» **Provided text**
Guide · Alerting
MCP server webhook alerts
Webhook alerts give you programmatic control over what happens when your MCP server goes down. Instead of relying on a monitoring service's built-in notification UI, you receive a structured HTTP POST to an endpoint you own — and you decide what to do with it: page an on-call engineer, post to Slack, open a ticket, trigger an auto-remediation script, or all of the above. The flexibility comes with responsibility: your webhook endpoint needs to be fast, idempotent, and secure. This guide covers every decision point from payload schema design to HMAC signature verification to retry handling.
TL;DR
A webhook alert is a POST request with a JSON payload to an endpoint you control. Your endpoint must respond with a 2xx status within the delivery timeout (typically 10–30 seconds). Use a dedup_key field in the payload for idempotency — retry logic means you may receive the same alert more than once. Sign payloads with HMAC-SHA256 and verify the signature before processing. Test locally with a free inspection service before deploying. AliveMCP Author tier ships webhook routing with configurable URLs, signatures, and per-severity routing out of the box.
Webhook payload schema
A well-designed webhook payload gives the consumer everything it needs to act without a follow-up API call. The minimum required fields:
{
"event": "downtime_started",
"dedup_key": "alivemcp-incident-7f3a91",
"server_slug": "my-mcp-server",
"server_url": "https://api.example.com/mcp",
"failure_layer": "initialize",
"severity": "P1",
"started_at": "2026-06-01T14:32:00Z",
"probe_count": 3,
"last_error": "connection refused on port 443",
"dashboard_url": "https://alivemcp.com/status/my-mcp-server"
}
Key fields explained:
- event: one of
downtime_started,downtime_resolved,slo_breach_warning,schema_drift_detected. Your consumer branches on this field. - dedup_key: stable identifier for the incident lifecycle. The same key appears in both the
downtime_startedanddowntime_resolvedevents, allowing your consumer to thread recovery alerts into the original incident. It also lets you deduplicate retries — if you receive two deliveries with the samededup_keyandevent, the second is a retry of the first. - failure_layer: which protocol layer failed —
transport,http,initialize, ortools_list. Use this for alert routing: transport failures go to infrastructure on-call; initialize failures go to the MCP server developer. See MCP server downtime alerting for the full severity-per-layer routing table. - probe_count: how many consecutive failed probes triggered this alert. A value of 3 with 60-second cadence means the server has been down at least 3 minutes. Higher values in the payload context indicate longer outages before the first successful delivery to your webhook.
Recovery payloads use the same schema with "event": "downtime_resolved" and an additional resolved_at timestamp and duration_seconds field. Thread the recovery into your original incident ticket or PagerDuty incident using dedup_key.

» **Supplied entries**
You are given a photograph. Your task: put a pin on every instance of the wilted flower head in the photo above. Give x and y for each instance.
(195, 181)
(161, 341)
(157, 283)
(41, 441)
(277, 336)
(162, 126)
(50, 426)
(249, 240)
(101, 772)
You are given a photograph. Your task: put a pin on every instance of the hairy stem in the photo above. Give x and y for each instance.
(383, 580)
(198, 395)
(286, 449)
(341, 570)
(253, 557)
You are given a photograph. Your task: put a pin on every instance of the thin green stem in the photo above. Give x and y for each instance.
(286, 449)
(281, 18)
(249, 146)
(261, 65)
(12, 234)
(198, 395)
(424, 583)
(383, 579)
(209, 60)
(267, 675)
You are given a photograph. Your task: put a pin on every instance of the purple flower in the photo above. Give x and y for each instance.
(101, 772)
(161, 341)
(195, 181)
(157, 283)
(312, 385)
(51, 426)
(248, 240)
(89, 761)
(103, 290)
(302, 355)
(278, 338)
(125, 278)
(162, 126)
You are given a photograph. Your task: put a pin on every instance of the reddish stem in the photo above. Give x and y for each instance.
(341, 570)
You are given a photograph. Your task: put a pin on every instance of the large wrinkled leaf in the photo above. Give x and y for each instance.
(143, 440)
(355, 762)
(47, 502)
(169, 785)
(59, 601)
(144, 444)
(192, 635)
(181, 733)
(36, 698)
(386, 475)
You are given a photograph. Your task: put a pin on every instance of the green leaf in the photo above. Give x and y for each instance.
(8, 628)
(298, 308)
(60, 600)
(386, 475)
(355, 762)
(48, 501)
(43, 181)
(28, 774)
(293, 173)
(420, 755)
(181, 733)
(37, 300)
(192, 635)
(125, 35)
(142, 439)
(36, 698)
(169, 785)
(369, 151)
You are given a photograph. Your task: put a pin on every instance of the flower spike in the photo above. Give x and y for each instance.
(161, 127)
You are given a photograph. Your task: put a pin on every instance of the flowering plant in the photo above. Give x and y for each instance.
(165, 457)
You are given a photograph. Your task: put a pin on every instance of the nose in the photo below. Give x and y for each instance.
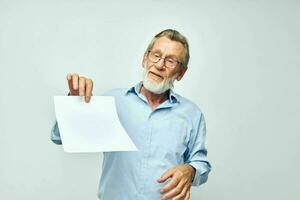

» **Task objective**
From the webhook alerts guide, extract everything from "Guide · Alerting" down to "to retry handling.". The entries play no part in this exercise.

» **Task output**
Guide · Alerting
MCP server webhook alerts
Webhook alerts give you programmatic control over what happens when your MCP server goes down. Instead of relying on a monitoring service's built-in notification UI, you receive a structured HTTP POST to an endpoint you own — and you decide what to do with it: page an on-call engineer, post to Slack, open a ticket, trigger an auto-remediation script, or all of the above. The flexibility comes with responsibility: your webhook endpoint needs to be fast, idempotent, and secure. This guide covers every decision point from payload schema design to HMAC signature verification to retry handling.